Exercise: Entries follow. Give back exactly the lines starting at the one containing "Query: head of" and ending at the one containing "the pale leg", and no other lines.

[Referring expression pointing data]

-=-=-

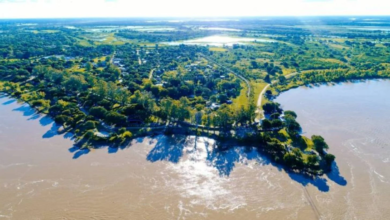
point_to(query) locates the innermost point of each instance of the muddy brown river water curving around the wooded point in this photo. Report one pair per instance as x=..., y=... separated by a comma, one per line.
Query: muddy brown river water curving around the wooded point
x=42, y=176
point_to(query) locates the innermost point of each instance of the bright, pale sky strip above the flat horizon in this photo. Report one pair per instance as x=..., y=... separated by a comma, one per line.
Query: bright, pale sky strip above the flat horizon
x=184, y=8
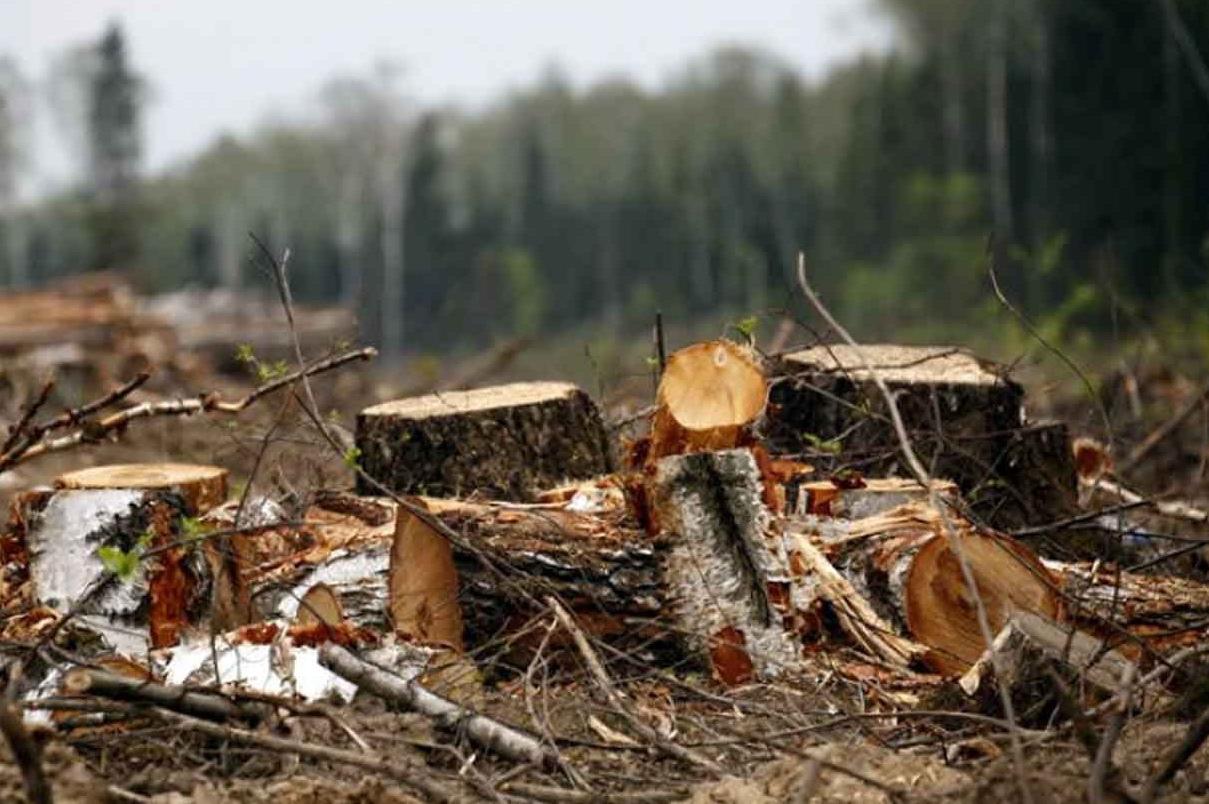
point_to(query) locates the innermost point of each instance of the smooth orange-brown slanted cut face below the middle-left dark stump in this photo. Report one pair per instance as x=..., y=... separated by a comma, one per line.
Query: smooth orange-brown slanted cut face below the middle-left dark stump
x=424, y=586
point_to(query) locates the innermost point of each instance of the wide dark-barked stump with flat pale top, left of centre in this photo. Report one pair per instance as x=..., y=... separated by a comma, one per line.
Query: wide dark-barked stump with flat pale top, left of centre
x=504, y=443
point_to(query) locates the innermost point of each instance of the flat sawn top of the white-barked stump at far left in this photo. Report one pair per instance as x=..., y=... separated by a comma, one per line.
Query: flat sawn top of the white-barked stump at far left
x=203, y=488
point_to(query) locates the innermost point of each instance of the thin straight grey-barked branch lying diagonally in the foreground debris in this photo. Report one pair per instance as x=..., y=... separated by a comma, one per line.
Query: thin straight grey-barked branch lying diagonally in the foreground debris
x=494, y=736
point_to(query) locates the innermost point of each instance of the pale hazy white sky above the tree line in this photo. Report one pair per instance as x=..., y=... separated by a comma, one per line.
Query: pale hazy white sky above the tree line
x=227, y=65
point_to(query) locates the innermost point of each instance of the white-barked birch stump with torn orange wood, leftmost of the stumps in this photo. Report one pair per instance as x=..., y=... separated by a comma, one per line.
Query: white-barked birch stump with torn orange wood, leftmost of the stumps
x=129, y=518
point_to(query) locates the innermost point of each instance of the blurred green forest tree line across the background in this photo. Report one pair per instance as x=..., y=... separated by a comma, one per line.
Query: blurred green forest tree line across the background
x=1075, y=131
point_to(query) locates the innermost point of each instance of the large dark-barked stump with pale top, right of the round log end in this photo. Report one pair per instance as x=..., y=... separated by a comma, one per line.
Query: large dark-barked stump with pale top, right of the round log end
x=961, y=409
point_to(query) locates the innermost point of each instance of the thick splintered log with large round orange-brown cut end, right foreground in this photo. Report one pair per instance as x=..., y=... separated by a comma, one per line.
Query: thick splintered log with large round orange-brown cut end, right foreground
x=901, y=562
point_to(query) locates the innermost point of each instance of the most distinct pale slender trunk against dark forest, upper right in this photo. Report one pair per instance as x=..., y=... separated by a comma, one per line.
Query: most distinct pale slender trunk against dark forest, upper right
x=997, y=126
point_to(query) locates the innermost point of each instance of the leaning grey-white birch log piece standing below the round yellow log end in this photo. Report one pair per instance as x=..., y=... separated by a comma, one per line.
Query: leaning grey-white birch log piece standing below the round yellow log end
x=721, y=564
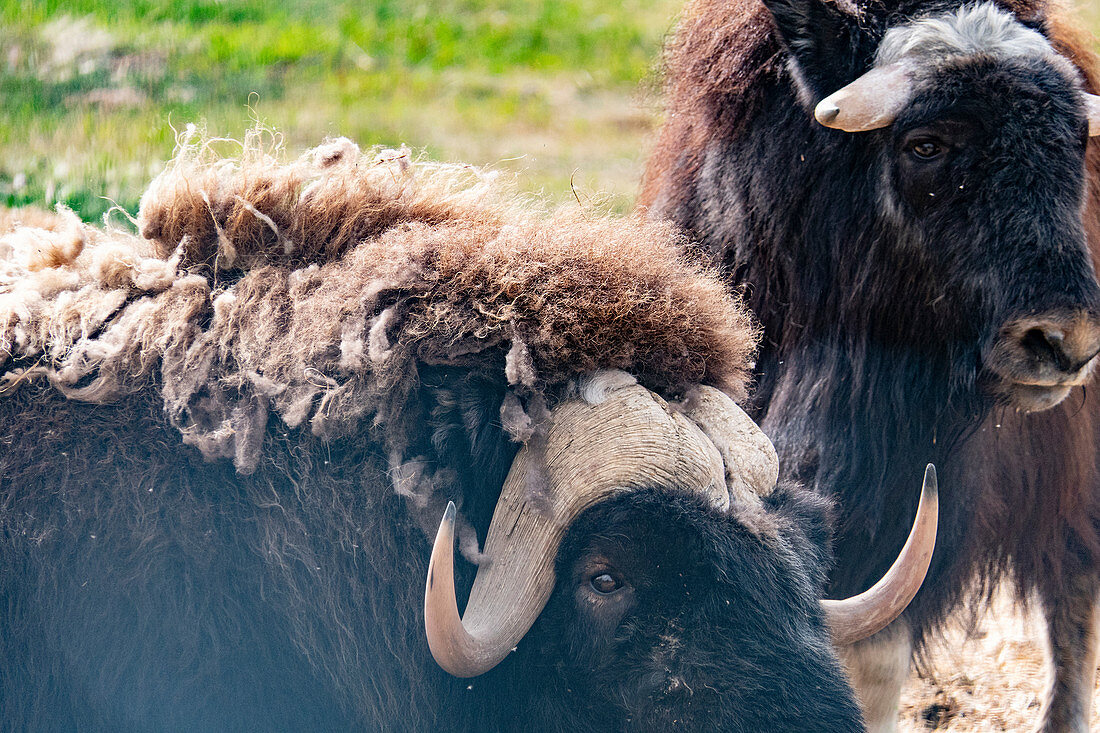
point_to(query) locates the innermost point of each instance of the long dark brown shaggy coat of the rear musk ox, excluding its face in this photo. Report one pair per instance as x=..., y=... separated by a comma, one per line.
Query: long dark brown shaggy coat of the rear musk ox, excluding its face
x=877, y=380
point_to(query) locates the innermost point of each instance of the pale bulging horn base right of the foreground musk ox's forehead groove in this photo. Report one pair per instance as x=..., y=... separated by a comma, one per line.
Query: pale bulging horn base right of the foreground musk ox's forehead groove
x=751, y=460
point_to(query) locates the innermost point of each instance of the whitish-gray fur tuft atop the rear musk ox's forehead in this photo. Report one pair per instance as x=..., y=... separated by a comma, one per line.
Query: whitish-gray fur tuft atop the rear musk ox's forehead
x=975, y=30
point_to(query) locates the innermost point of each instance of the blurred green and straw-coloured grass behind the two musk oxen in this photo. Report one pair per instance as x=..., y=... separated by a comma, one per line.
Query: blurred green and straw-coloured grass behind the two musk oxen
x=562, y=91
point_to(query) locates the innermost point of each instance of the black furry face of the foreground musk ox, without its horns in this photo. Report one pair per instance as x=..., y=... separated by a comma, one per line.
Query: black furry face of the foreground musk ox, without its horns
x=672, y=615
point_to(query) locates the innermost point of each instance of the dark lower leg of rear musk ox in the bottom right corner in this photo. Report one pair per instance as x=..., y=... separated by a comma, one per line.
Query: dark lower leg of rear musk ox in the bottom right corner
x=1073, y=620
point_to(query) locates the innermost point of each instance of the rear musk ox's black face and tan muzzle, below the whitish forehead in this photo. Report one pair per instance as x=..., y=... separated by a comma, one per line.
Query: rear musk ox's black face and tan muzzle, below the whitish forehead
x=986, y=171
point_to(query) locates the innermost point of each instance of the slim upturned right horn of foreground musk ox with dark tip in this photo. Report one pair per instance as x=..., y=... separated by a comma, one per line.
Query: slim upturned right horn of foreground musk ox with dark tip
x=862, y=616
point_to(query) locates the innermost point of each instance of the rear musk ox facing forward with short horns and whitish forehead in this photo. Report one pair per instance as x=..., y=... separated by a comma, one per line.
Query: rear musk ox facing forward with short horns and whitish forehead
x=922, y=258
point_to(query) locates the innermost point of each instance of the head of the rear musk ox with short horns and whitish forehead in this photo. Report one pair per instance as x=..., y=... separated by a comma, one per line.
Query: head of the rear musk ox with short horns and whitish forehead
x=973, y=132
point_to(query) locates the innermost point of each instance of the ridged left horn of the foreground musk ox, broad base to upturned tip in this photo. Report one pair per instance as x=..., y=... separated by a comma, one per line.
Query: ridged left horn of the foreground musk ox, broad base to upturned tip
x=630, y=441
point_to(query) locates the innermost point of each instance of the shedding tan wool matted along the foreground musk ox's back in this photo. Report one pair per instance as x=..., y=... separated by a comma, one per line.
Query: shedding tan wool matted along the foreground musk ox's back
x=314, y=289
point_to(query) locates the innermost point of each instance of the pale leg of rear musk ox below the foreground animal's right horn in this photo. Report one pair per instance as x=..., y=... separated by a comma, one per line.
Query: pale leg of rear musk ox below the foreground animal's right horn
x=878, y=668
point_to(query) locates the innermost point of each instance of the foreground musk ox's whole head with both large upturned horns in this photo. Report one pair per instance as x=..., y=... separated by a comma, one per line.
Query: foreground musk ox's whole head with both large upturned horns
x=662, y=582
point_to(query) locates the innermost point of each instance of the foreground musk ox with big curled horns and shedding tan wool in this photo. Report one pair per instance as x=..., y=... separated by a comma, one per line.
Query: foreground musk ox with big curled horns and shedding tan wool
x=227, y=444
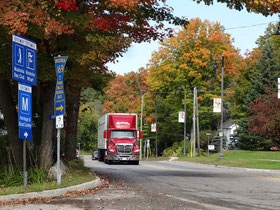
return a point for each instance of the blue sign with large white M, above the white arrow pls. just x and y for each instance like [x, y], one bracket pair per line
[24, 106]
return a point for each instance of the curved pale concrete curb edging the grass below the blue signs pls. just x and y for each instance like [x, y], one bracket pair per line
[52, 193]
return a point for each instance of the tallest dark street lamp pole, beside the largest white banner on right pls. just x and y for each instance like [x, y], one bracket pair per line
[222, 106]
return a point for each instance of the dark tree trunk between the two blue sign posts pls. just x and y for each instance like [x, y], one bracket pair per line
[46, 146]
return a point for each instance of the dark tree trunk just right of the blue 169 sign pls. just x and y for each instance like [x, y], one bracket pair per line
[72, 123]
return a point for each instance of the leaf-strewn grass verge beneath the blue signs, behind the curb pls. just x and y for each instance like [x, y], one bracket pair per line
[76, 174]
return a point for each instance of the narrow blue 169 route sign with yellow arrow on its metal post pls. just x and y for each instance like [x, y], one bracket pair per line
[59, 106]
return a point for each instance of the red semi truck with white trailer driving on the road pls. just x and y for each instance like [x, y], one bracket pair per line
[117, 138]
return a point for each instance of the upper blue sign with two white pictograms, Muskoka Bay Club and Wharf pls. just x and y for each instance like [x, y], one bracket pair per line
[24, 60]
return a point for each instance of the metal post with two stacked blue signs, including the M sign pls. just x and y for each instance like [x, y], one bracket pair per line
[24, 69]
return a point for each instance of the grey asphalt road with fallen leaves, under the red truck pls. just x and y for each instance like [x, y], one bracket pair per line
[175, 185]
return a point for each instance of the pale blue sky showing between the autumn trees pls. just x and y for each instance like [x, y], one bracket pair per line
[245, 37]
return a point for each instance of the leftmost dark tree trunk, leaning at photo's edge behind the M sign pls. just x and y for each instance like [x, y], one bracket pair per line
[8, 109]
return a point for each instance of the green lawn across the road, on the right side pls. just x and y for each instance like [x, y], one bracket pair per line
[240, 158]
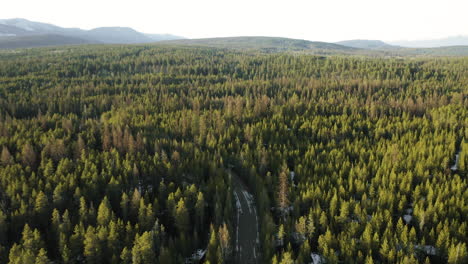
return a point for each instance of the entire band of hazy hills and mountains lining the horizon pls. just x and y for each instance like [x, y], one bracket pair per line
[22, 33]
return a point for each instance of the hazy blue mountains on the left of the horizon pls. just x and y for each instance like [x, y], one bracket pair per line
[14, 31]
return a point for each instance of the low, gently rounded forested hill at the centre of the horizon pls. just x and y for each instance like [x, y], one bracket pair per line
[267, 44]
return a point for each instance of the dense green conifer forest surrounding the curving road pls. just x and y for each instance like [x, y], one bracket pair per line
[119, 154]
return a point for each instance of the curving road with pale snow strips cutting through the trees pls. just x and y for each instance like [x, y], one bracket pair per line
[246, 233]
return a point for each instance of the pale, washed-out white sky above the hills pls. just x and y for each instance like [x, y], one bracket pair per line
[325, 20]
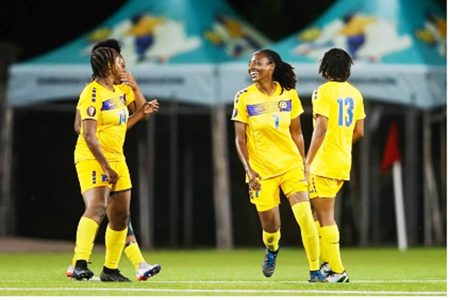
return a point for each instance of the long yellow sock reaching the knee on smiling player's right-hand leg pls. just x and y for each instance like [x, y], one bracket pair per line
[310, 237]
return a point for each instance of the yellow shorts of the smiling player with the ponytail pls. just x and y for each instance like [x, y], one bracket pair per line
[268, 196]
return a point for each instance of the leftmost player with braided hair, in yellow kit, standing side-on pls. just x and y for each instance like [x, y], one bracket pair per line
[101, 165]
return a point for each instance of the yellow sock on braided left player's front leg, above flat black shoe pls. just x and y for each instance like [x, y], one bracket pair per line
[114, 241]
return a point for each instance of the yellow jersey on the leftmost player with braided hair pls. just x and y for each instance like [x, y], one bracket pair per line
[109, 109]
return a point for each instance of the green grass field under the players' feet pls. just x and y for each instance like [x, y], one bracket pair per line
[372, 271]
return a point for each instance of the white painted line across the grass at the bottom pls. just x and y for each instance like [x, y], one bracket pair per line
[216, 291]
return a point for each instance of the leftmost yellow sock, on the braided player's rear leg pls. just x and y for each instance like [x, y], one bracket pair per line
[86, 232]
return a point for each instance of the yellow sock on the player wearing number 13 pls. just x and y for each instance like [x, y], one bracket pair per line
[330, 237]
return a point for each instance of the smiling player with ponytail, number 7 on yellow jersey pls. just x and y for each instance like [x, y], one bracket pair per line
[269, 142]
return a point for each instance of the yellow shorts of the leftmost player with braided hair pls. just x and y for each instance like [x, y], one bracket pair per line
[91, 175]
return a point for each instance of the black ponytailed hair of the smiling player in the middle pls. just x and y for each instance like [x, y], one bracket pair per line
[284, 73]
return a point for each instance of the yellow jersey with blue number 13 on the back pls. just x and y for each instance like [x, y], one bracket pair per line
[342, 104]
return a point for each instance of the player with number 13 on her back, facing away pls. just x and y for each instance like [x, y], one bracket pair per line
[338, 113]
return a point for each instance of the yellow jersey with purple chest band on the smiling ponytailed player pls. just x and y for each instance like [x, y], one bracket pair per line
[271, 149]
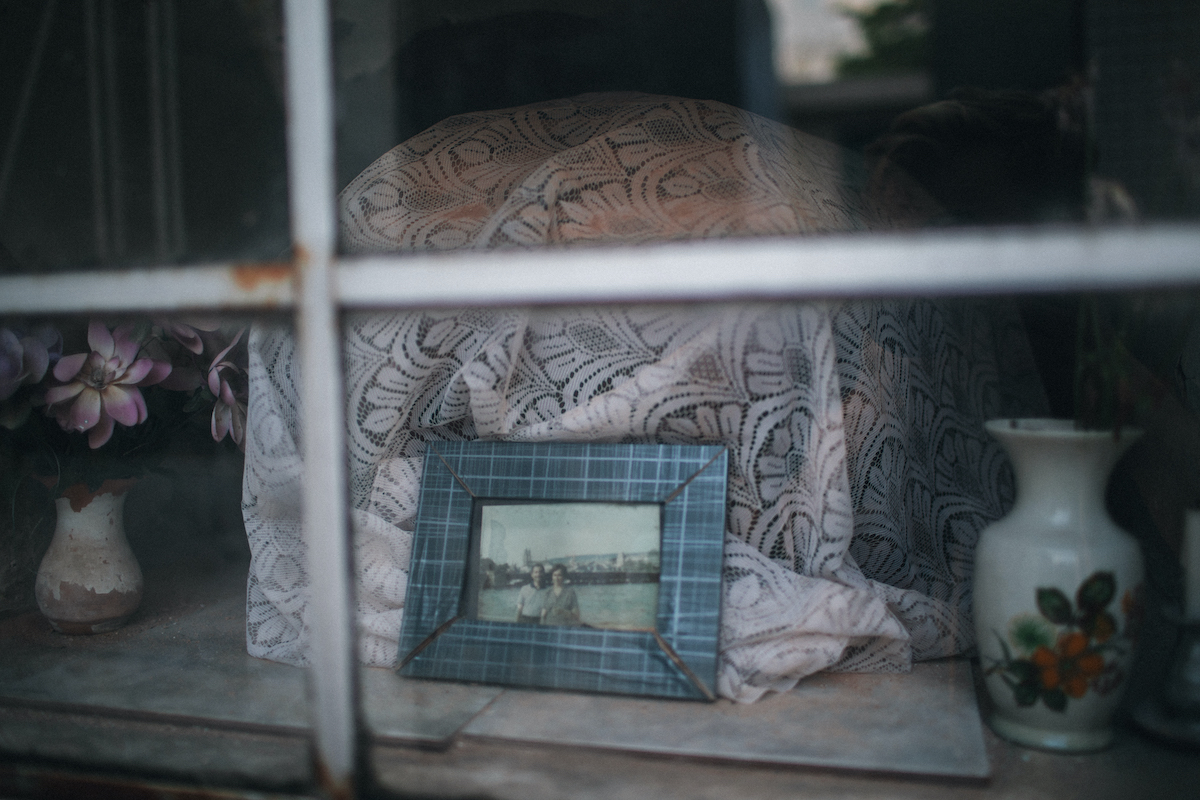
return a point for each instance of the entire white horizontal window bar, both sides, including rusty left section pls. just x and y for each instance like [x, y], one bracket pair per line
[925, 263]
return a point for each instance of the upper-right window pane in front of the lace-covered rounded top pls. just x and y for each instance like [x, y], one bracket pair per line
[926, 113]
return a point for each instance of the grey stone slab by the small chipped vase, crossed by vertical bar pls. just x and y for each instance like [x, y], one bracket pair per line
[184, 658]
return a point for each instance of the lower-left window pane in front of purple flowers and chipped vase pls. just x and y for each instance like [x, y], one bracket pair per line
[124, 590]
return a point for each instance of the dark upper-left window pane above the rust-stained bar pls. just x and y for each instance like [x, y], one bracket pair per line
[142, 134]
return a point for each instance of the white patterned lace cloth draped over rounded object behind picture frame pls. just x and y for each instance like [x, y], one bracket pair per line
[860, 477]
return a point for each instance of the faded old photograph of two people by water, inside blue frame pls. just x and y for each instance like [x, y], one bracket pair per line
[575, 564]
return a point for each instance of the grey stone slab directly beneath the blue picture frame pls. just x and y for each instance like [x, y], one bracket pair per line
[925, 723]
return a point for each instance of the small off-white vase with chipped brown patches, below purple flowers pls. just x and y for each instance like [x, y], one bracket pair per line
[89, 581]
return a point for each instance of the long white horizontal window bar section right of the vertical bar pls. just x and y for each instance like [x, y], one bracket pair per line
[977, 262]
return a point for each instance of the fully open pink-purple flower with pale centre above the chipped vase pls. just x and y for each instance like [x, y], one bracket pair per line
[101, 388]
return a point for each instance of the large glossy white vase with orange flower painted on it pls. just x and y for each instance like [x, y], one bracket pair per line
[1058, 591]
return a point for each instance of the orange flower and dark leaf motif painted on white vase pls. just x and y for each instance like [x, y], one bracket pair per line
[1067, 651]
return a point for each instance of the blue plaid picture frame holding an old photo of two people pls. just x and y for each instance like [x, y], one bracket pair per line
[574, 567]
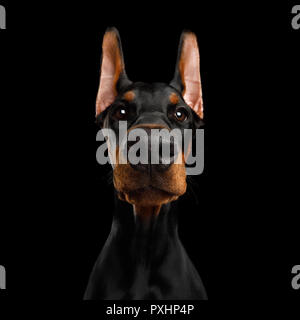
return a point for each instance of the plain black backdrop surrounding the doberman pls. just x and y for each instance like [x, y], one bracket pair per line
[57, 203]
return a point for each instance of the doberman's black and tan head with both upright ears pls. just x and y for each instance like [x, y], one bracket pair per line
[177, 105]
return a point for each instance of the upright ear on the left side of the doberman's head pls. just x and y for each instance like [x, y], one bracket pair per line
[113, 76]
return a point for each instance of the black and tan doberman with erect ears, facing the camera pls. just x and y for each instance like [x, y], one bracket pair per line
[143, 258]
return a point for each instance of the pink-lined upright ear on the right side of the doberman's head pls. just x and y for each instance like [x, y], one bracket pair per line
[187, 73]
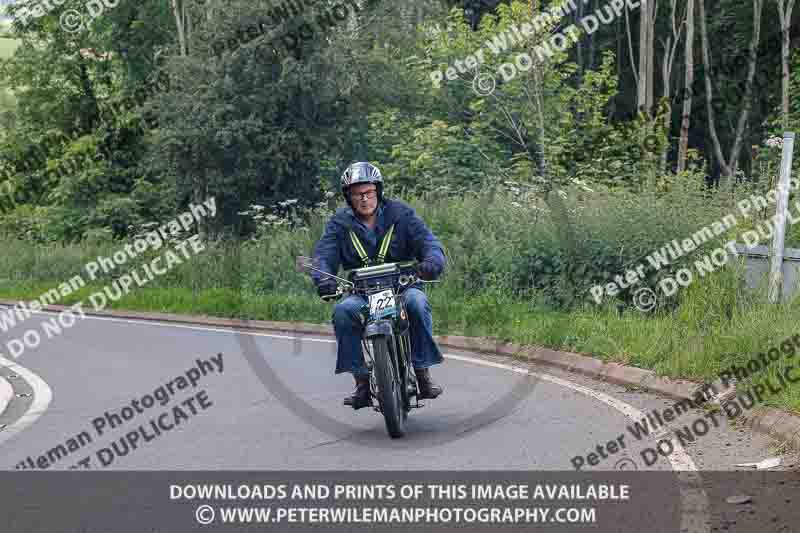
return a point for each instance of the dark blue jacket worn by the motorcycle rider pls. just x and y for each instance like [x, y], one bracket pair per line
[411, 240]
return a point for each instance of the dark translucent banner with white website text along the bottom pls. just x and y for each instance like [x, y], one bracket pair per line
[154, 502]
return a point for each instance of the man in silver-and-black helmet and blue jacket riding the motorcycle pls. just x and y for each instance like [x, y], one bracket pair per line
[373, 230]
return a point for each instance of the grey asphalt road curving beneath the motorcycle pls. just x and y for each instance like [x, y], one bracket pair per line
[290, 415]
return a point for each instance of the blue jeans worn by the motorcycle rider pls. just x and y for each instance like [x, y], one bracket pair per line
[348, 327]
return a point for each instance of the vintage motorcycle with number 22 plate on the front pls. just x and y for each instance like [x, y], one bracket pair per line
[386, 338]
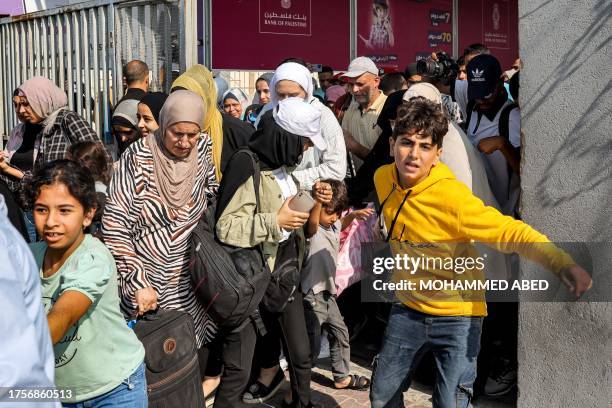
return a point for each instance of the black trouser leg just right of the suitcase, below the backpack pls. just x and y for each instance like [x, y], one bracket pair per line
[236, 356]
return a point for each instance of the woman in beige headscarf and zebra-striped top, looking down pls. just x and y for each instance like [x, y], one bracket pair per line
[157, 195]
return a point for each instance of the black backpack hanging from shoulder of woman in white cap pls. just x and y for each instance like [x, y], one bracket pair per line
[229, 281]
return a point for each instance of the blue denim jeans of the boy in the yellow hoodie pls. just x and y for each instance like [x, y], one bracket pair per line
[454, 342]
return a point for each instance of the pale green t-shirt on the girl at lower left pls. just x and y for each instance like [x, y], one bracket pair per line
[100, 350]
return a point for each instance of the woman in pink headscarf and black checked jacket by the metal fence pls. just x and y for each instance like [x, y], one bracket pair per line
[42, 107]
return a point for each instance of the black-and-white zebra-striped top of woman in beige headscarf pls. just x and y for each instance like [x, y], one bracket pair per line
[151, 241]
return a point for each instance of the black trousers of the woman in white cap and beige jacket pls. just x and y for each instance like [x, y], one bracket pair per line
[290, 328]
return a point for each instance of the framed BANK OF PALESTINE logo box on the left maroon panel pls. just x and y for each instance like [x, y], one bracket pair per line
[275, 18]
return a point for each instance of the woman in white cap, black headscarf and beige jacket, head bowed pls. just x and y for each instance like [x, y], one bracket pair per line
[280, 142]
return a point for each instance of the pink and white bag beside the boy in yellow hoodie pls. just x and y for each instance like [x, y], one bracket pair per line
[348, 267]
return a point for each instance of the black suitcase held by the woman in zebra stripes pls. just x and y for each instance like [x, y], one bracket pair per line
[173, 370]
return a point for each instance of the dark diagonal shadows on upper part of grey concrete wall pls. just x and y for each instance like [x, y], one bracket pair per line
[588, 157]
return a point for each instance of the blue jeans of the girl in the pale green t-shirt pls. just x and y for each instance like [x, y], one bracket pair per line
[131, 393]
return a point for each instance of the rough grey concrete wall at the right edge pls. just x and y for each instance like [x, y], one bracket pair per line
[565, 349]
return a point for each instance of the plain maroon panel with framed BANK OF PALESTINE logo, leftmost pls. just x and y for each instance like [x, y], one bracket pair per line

-=-=-

Result below:
Query: head of the rear musk ox with short horns and whitish forehead
x=973, y=132
point_to(query) locates the innermost point of each instance of the ridged left horn of the foreground musk ox, broad base to upturned tip in this photo. Report one pair per instance as x=..., y=... separated by a comma, one per line.
Query: ridged left horn of the foreground musk ox, broad base to upturned tip
x=630, y=441
point_to(query) locates the innermost point of each instance of the shedding tan wool matted along the foreground musk ox's back in this photo. Report one pair per instance as x=..., y=... separated by a comma, one per line.
Query: shedding tan wool matted along the foreground musk ox's back
x=314, y=289
point_to(query) locates the innermost point of each instance of the pale leg of rear musk ox below the foreground animal's right horn in this photo. Report one pair per instance as x=..., y=... separated by a comma, one per line.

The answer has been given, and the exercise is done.